◆ **INSTRUCTIONS FOR THE TASK**: Convert all of the material below into a Markdown table with the columns "Row" and "Line," giving each non-blank line its row number. Leave out the pictures and any blank lines.
*** PROVIDED RECORDS
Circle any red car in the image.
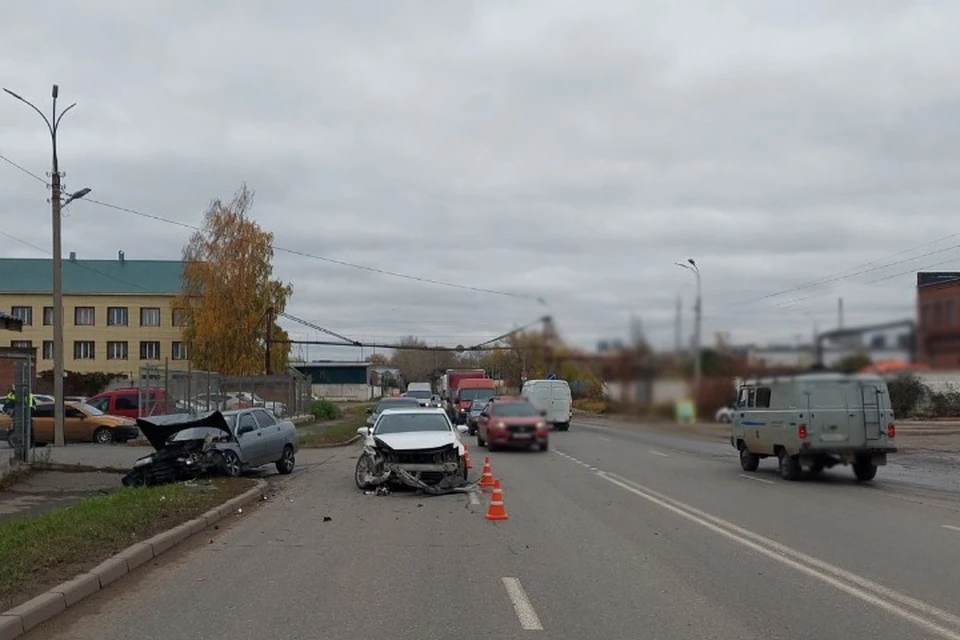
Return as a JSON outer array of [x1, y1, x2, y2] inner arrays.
[[477, 397, 550, 451]]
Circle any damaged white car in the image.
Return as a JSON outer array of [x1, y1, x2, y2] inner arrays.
[[355, 407, 469, 494]]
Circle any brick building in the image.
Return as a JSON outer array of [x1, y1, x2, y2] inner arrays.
[[917, 271, 960, 370]]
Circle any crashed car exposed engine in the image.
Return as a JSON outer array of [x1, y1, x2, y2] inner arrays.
[[122, 411, 240, 487], [356, 408, 471, 494]]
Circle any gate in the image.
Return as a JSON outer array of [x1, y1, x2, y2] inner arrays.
[[0, 347, 34, 462]]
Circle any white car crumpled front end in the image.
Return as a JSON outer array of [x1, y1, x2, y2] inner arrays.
[[356, 432, 467, 490]]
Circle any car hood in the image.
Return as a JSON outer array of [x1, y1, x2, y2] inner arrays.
[[373, 431, 457, 451], [137, 411, 233, 451]]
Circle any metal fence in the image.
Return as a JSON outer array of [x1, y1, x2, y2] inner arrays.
[[0, 347, 34, 462], [138, 363, 312, 417]]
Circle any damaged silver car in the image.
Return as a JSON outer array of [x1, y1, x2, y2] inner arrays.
[[355, 407, 469, 493]]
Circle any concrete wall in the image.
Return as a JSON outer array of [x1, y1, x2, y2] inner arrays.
[[0, 294, 181, 377], [311, 384, 380, 402]]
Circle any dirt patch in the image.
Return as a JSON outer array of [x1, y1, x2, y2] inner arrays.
[[0, 478, 256, 610]]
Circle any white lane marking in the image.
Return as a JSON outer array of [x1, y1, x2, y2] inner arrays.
[[502, 578, 543, 631], [598, 472, 960, 640]]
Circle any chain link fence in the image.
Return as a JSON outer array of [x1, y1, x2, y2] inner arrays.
[[139, 363, 312, 418]]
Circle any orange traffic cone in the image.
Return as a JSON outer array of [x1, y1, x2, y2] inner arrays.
[[487, 480, 510, 520], [479, 456, 494, 488]]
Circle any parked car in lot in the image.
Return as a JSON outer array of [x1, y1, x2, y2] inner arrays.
[[7, 402, 140, 444], [477, 397, 550, 451], [86, 387, 167, 420], [355, 406, 467, 490], [123, 407, 300, 486]]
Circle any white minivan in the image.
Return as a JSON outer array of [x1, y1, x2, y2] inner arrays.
[[520, 380, 573, 431]]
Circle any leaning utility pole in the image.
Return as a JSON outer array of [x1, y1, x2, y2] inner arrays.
[[4, 85, 90, 447]]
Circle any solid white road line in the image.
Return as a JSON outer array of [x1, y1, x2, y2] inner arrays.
[[740, 473, 777, 484], [597, 471, 960, 640], [502, 578, 543, 631]]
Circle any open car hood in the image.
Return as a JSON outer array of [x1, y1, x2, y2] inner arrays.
[[137, 411, 233, 451]]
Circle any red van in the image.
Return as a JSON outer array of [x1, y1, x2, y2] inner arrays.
[[87, 388, 167, 420]]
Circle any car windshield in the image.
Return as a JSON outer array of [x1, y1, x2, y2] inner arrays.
[[494, 402, 540, 418], [460, 389, 493, 400], [373, 398, 420, 413], [374, 413, 450, 434], [73, 402, 105, 416]]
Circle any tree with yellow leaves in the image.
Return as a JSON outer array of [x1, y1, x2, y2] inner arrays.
[[173, 184, 293, 375]]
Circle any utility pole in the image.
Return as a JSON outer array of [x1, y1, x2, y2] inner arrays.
[[676, 258, 703, 400], [4, 85, 90, 447], [673, 293, 683, 354], [263, 307, 273, 376]]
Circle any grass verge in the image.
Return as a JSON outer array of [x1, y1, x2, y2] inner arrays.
[[300, 403, 373, 447], [0, 478, 256, 611]]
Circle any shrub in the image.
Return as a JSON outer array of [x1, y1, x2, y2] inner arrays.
[[887, 373, 928, 418], [310, 400, 343, 420]]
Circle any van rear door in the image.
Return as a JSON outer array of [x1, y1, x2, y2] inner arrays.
[[860, 382, 886, 442]]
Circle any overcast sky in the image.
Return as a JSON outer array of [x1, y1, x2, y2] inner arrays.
[[0, 0, 960, 359]]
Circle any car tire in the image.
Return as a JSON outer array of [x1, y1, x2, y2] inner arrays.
[[276, 445, 297, 476], [740, 447, 760, 471], [220, 450, 242, 478]]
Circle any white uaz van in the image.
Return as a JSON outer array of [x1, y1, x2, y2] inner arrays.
[[520, 380, 573, 431], [730, 373, 897, 481]]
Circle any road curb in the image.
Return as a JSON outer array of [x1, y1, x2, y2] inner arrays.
[[0, 480, 267, 640]]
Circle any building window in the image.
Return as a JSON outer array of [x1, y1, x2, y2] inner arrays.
[[107, 307, 130, 327], [73, 340, 97, 360], [107, 340, 130, 360], [140, 307, 160, 327], [10, 307, 33, 326], [170, 342, 188, 360], [73, 307, 97, 327], [140, 342, 160, 360]]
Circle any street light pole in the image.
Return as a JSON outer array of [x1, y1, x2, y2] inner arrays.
[[676, 258, 703, 399], [4, 85, 90, 447]]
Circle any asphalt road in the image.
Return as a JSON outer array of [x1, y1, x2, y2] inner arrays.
[[22, 425, 960, 640]]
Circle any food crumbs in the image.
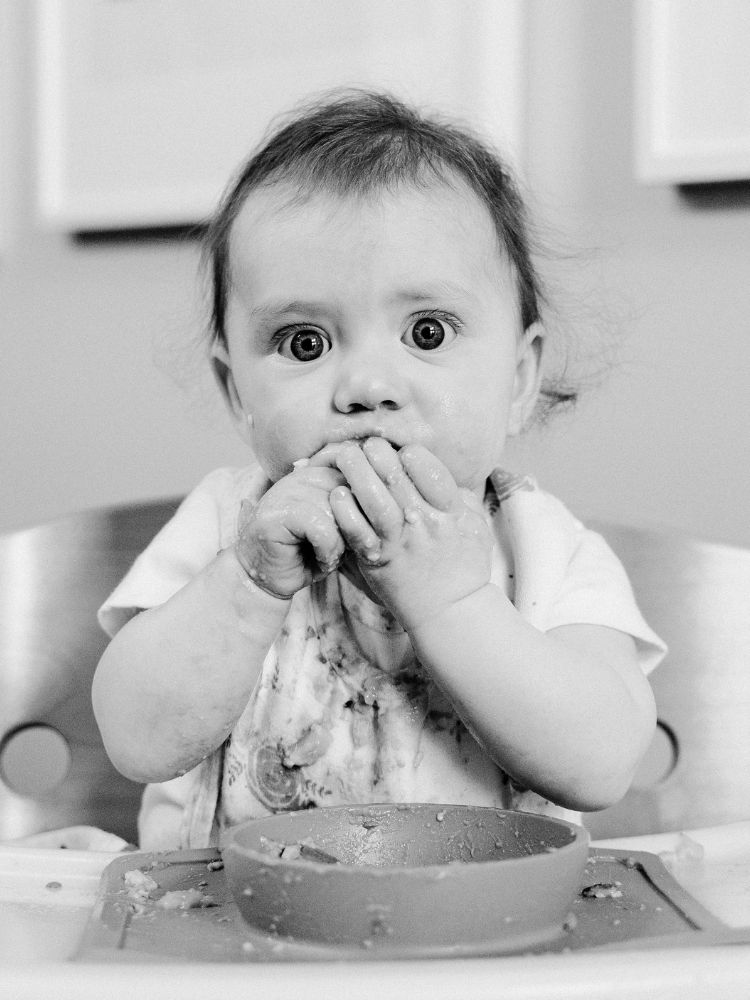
******
◆ **OUTPUT OF THE EXERCISE**:
| Row | Line |
|---|---|
| 1 | Circle any red car in the image. |
| 2 | Return as a JSON outer array of [x1, y1, x2, y2] inner arrays. |
| 3 | [[477, 397, 550, 451]] |
| 4 | Circle any damaged white car in the image. |
| 5 | Return as a JSON outer array of [x1, y1, x2, y2] inner arrays. |
| 6 | [[355, 407, 469, 494]] |
| 7 | Circle any brick building in the image. |
| 8 | Return as a JSON outer array of [x1, y1, x2, y2] inner arrays. |
| 9 | [[917, 271, 960, 370]] |
| 10 | Circle any crashed car exposed engine in the image. |
| 11 | Return as a JSON outer array of [x1, y1, x2, y2] inner arrays. |
| 12 | [[122, 411, 240, 487], [356, 408, 471, 494]] |
| 13 | Circle any gate in the image. |
| 14 | Return as a JSON outer array of [x1, y1, x2, y2] inner arrays. |
| 15 | [[0, 347, 34, 462]] |
| 16 | Circle any white car crumpled front end in the image. |
| 17 | Return as a JSON outer array of [x1, y1, x2, y2] inner arrays. |
| 18 | [[356, 432, 467, 490]] |
| 19 | Circle any car hood in the image. |
| 20 | Return as a JSON outer array of [x1, y1, x2, y2] inner arrays. |
| 21 | [[373, 431, 457, 451], [137, 411, 233, 451]] |
| 22 | Circle any metal fence in the image. |
| 23 | Return as a JSON outer array of [x1, y1, x2, y2] inner arrays. |
| 24 | [[0, 347, 34, 462], [138, 363, 312, 417]] |
| 25 | Circle any damaged silver car in the image. |
| 26 | Return as a JSON outer array of [x1, y1, x2, y2] inner arrays. |
| 27 | [[355, 407, 469, 493]] |
| 28 | Circle any concrete wall in the image. |
| 29 | Return as a JSON outer array of [x1, y1, x2, y2] inner arrays. |
| 30 | [[0, 294, 181, 377], [311, 384, 380, 402]] |
| 31 | Circle any dirt patch in the image. |
| 32 | Return as a JSON outer array of [x1, y1, x2, y2] inner arrays. |
| 33 | [[0, 478, 256, 610]] |
| 34 | Circle any white lane marking in the image. |
| 35 | Return as a JSON outer array of [x1, y1, x2, y2] inner arrays. |
| 36 | [[502, 578, 543, 631], [598, 472, 960, 640]] |
| 37 | Circle any chain link fence in the image. |
| 38 | Return as a JSON outer array of [x1, y1, x2, y2] inner arrays. |
| 39 | [[139, 363, 312, 418]] |
| 40 | Circle any orange traffic cone in the image. |
| 41 | Return as a JSON outer array of [x1, y1, x2, y2] inner arrays. |
| 42 | [[487, 480, 510, 520], [479, 456, 494, 488]] |
| 43 | Circle any parked car in lot in the image. |
| 44 | Return as a JSON outer array of [x1, y1, x2, y2] inner arrays. |
| 45 | [[7, 402, 140, 444], [477, 397, 550, 451], [86, 387, 167, 420], [355, 406, 467, 490], [123, 407, 300, 486]] |
| 46 | Circle any white minivan in the image. |
| 47 | Return as a JSON outer array of [x1, y1, x2, y2] inner arrays. |
| 48 | [[520, 380, 573, 431]] |
| 49 | Circle any leaning utility pole in the image. |
| 50 | Return as a JSON outer array of [x1, y1, x2, y2] inner arrays. |
| 51 | [[4, 85, 90, 447]] |
| 52 | Circle any solid white road line in the image. |
| 53 | Return as a JSON outer array of [x1, y1, x2, y2] inner arrays. |
| 54 | [[740, 473, 777, 484], [597, 471, 960, 640], [502, 578, 543, 631]] |
| 55 | Circle any open car hood in the image. |
| 56 | Return as a JSON outer array of [x1, y1, x2, y2] inner arrays. |
| 57 | [[137, 411, 233, 451]] |
| 58 | Circle any red van in the image. |
| 59 | Return as a JSON outer array of [x1, y1, x2, y2] inner arrays. |
| 60 | [[87, 388, 167, 420]] |
| 61 | Circle any car windshield in the image. |
| 62 | Return as a JSON outer array of [x1, y1, x2, y2] inner arrays. |
| 63 | [[494, 402, 540, 418], [460, 389, 493, 400], [373, 398, 420, 413], [374, 413, 450, 434], [73, 402, 105, 416]] |
| 64 | Circle any tree with yellow leaves in the image. |
| 65 | Return as a JSON outer array of [x1, y1, x2, y2] inner arrays. |
| 66 | [[173, 184, 293, 375]] |
| 67 | Circle any utility pole in the image. |
| 68 | Return as a JSON outer array of [x1, y1, x2, y2] inner arrays. |
| 69 | [[676, 258, 703, 400], [4, 85, 90, 447], [673, 293, 683, 354], [263, 307, 273, 376]] |
| 70 | Circle any grass verge in the image. |
| 71 | Return as a JSON outer array of [x1, y1, x2, y2] inner arrays. |
| 72 | [[300, 403, 373, 447], [0, 478, 256, 611]] |
| 73 | Circle any shrub in the image. |
| 74 | Return as a JSON outer array of [x1, y1, x2, y2] inner arrays. |
| 75 | [[887, 373, 928, 418], [310, 400, 343, 420]] |
| 76 | Circle any van rear door in the image. |
| 77 | Return as a JSON outer array of [x1, y1, x2, y2] inner arrays. |
| 78 | [[860, 382, 886, 442]] |
| 79 | Circle any overcast sky in the image. |
| 80 | Return as a JSON outer array of [x1, y1, x2, y2] inner arrays. |
| 81 | [[0, 0, 960, 359]] |
| 82 | Circle any car tire in the image. |
| 83 | Return as a JSON outer array of [x1, y1, x2, y2] inner arrays. |
| 84 | [[276, 445, 297, 476], [740, 447, 760, 471], [220, 450, 242, 478]] |
| 85 | Circle any white uaz van in the image. |
| 86 | Return as a JSON outer array of [x1, y1, x2, y2] inner arrays. |
| 87 | [[520, 380, 573, 431], [730, 373, 897, 481]] |
| 88 | Circle any road curb in the image. |
| 89 | Return as a JSON outer array of [x1, y1, x2, y2] inner arrays. |
| 90 | [[0, 480, 267, 640]] |
| 91 | Circle any building window in the image. |
| 92 | Return as a JSON outer array of [x1, y1, x2, y2] inner arrays. |
| 93 | [[107, 307, 130, 327], [73, 340, 97, 360], [107, 340, 130, 360], [140, 307, 160, 327], [10, 307, 33, 326], [170, 342, 188, 360], [73, 307, 97, 327], [140, 342, 160, 360]] |
| 94 | Circle any street light pole in the image. |
| 95 | Return as a JSON outer array of [x1, y1, x2, y2] inner arrays. |
| 96 | [[676, 258, 703, 399], [4, 85, 90, 447]] |
| 97 | Circle any asphalt road in the image. |
| 98 | Return as a JSON outer array of [x1, y1, x2, y2] inner arrays. |
| 99 | [[22, 425, 960, 640]] |
| 100 | Circle any food crumbs in the image. |